_Excerpt provided_

# # # # #

The story of ESMS is in fact the history of three separate institutions. The Mary Erskine School, Daniel Stewart's College and Melville College had by the start of this century developed into the largest family of independent schools in Europe.
Junior School Renamed
The Junior School is renamed ESMS Junior School.
Performing Arts Centre Opens
The new Erskine Stewart's Melville Performing Arts Centre opens. This is later officially named the Tom Fleming Centre for the Performing Arts, in memory of distinguished Scottish actor and Daniel Stewart's Former Pupil Tom Fleming.
New Ravelston Opens
New Ravelston opens at The Mary Erskine School site to accommodate e-Plus services for children from Nursery to Primary 3.
The Solway Centre Opens
The Solway Centre is opened by Princess Anne to accommodate e-Plus after school and holiday provision on the Stewart's Melville Queensferry Road site.
Twinned Houses Introduced
Introduction of twinned Houses at Stewart's Melville College and The Mary Erskine School.
Joint Sixth Form Established
A joint Sixth Form is established, which completes the unique ESMS diamond structure with a co-educational final year.
New Junior School Name
The Junior School is renamed The Mary Erskine and Stewart's Melville Junior School and becomes fully coeducational up to Primary 7. Easter Ravelston opens for children in Nursery and Primary 1.
Boys' and Girls' Schools Merge
The Mary Erskine School and Daniel Stewart's and Melville College merge. The Senior Schools remain in their respective buildings, but their timetables are synchronised.
The Junior Schools Combine
The Junior School incorporates a new Nursery and becomes coeducational up to Primary 5. It is now called The Combined Junior School of The Mary Erskine School and Stewart's Melville College.

# # # # #

_Data extracts_
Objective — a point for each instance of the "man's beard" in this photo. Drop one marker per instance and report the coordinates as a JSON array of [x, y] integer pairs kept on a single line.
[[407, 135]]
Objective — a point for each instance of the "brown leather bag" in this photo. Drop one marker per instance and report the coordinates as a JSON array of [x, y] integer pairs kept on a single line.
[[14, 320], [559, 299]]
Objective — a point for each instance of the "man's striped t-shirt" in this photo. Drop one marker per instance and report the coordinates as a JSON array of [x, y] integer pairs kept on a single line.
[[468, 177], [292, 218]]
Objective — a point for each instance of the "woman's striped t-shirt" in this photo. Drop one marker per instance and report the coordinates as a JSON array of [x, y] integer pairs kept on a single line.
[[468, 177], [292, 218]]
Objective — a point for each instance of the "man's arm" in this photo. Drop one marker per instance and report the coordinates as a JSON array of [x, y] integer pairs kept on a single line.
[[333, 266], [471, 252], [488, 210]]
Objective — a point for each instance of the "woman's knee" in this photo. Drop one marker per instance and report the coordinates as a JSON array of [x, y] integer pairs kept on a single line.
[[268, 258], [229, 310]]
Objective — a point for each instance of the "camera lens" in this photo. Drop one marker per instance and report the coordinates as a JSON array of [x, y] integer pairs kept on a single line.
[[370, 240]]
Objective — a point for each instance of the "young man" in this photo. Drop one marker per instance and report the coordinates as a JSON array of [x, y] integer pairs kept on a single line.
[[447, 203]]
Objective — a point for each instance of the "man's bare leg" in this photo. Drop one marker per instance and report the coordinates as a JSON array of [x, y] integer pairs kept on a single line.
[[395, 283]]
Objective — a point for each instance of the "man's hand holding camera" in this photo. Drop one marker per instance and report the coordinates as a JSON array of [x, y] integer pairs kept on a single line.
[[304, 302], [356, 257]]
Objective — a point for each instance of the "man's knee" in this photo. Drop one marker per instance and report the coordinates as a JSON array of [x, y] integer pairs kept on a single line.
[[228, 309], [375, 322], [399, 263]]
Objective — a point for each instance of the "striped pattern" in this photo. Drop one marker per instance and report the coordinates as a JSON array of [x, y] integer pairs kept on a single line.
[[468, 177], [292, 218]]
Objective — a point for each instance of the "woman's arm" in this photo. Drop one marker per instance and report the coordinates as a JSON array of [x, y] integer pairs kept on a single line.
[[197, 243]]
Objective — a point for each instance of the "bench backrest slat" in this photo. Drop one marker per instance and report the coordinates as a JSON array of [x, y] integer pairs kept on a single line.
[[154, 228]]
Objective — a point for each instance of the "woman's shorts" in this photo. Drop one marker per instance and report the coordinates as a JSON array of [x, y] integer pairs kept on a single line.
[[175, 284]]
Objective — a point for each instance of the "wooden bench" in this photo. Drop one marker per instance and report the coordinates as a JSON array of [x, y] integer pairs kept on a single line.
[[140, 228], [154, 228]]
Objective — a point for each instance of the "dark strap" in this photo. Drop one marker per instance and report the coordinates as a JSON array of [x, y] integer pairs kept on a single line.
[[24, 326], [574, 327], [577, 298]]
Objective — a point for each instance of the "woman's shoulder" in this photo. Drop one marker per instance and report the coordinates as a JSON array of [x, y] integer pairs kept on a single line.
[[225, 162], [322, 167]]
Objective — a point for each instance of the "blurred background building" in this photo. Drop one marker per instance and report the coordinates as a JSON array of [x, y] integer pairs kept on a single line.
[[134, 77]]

# # # # #

_About this exercise_
Please write out the ESMS history text above again, word for word and in full.

_Written solution_
The story of ESMS is in fact the history of three separate institutions. The Mary Erskine School, Daniel Stewart's College and Melville College had by the start of this century developed into the largest family of independent schools in Europe.
Junior School Renamed
The Junior School is renamed ESMS Junior School.
Performing Arts Centre Opens
The new Erskine Stewart's Melville Performing Arts Centre opens. This is later officially named the Tom Fleming Centre for the Performing Arts, in memory of distinguished Scottish actor and Daniel Stewart's Former Pupil Tom Fleming.
New Ravelston Opens
New Ravelston opens at The Mary Erskine School site to accommodate e-Plus services for children from Nursery to Primary 3.
The Solway Centre Opens
The Solway Centre is opened by Princess Anne to accommodate e-Plus after school and holiday provision on the Stewart's Melville Queensferry Road site.
Twinned Houses Introduced
Introduction of twinned Houses at Stewart's Melville College and The Mary Erskine School.
Joint Sixth Form Established
A joint Sixth Form is established, which completes the unique ESMS diamond structure with a co-educational final year.
New Junior School Name
The Junior School is renamed The Mary Erskine and Stewart's Melville Junior School and becomes fully coeducational up to Primary 7. Easter Ravelston opens for children in Nursery and Primary 1.
Boys' and Girls' Schools Merge
The Mary Erskine School and Daniel Stewart's and Melville College merge. The Senior Schools remain in their respective buildings, but their timetables are synchronised.
The Junior Schools Combine
The Junior School incorporates a new Nursery and becomes coeducational up to Primary 5. It is now called The Combined Junior School of The Mary Erskine School and Stewart's Melville College.